─── Excerpt to read ───
Scientific classification
- Kingdom: Animalia
- Phylum: Chordata
- Class: Mammalia
- Order: Chiroptera
- Family: Vespertilionidae
- Genus: Murina
- Species: M. feae
- Binomial name: Murina feae Thomas, 1891
- Synonyms: Murina cineracea Csorba & Furey, 2011;

= Fea's tube-nosed bat =

- Genus: Murina
- Species: feae
- Authority: Thomas, 1891
- Conservation status: LC
- Synonyms: Murina cineracea Csorba & Furey, 2011

Species of bat

Fea's tube-nosed bat (Murina feae), also known as the ashy tube-nosed bat, is a species in the vesper bat in the family Vespertilionidae, found in southeastern Asia (including Myanmar, Thailand, Cambodia, Laos, and Vietnam) and southern China. They have tube-shaped nostrils (hence the name) which assist them with their feeding. It is named after Italian naturalist Leonardo Fea.

Originally described by Oldfield Thomas in 1891, it was later synonymized with the little tube-nosed bat (M. aurata). In 2011, populations of Scully's tube-nosed bat (M. tubinaris) from Southeast Asia were described as a new species, the ashy tube-nosed bat (M. cineracea). The ashy-gray bat was one of 126 new species found in the Greater Mekong region during 2011, discovered by a team from the Hungarian Natural History Museum (HNHM) and Fauna and Flora International (FFI). There were two other tube-nosed bats found in Southeast Asia in 2011: Beelzebub's tube-nosed bat (M. beelzebub) and Walston's tube-nosed bat (M. walstoni). However, further analysis found that populations of M. cineracea belong to Thomas's M. feae, which was also found to be distinct from M. aurata; M. feae was thus revived as a distinct species.

The former name "ashy" comes from the color of their dorsal fur, while the ventral fur is dark gray, and there is some white fur on the breast area. In some areas the tips of the hair are dark. It lacks the golden guard hairs so common in other members of the genus Murina. This bat is small enough to fit in a person's hand, weighing between 4.0 and 5.5 g.
─── Available data ───
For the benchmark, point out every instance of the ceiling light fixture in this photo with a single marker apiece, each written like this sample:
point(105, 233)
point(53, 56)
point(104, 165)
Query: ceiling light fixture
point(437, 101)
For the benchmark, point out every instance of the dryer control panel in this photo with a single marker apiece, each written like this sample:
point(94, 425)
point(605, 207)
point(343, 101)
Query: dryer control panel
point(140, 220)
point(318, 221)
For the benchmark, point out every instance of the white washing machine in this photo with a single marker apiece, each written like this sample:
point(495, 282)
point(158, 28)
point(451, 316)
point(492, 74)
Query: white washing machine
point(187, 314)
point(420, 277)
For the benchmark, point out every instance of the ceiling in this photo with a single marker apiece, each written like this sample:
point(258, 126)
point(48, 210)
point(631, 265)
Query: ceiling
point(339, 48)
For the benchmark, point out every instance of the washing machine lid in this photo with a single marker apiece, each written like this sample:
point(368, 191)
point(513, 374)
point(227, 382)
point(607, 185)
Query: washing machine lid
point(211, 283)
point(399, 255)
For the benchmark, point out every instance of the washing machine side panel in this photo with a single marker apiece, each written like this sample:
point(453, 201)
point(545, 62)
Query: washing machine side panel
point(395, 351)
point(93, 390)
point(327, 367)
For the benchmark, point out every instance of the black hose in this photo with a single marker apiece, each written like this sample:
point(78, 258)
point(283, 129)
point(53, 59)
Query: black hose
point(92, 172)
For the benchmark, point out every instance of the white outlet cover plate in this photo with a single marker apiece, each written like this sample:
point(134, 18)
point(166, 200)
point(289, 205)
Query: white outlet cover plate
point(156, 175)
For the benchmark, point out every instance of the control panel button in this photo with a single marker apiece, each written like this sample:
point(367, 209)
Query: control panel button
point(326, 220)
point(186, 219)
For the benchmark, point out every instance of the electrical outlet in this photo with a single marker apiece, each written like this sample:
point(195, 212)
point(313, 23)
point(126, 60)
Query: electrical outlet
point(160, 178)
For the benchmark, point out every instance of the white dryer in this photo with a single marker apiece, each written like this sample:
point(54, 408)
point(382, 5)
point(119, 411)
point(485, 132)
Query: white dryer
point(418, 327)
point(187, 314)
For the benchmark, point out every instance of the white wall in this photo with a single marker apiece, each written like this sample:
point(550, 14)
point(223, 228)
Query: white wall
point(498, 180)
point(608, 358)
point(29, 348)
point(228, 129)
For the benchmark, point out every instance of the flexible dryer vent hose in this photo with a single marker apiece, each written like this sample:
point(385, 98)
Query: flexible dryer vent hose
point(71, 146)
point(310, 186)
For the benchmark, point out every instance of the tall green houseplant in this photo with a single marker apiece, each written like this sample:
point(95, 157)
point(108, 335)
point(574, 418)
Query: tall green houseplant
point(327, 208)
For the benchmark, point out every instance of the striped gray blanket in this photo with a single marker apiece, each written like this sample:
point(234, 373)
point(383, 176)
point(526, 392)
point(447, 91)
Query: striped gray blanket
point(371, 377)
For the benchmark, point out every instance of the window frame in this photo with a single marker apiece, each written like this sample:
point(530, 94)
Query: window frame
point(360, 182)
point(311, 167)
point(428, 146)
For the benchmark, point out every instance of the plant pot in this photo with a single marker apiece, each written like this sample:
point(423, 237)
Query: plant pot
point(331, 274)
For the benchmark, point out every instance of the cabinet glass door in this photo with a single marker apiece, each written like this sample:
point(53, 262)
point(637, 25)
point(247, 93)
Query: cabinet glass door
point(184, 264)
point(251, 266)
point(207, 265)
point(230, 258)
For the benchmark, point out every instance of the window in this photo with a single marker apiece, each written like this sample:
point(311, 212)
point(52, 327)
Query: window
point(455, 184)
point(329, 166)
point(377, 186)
───
Your instructions =>
In the article on Fea's tube-nosed bat, who is the species named after? The material comes from a different source than the article on Fea's tube-nosed bat.

Solution below =>
It is named after the Italian naturalist Leonardo Fea.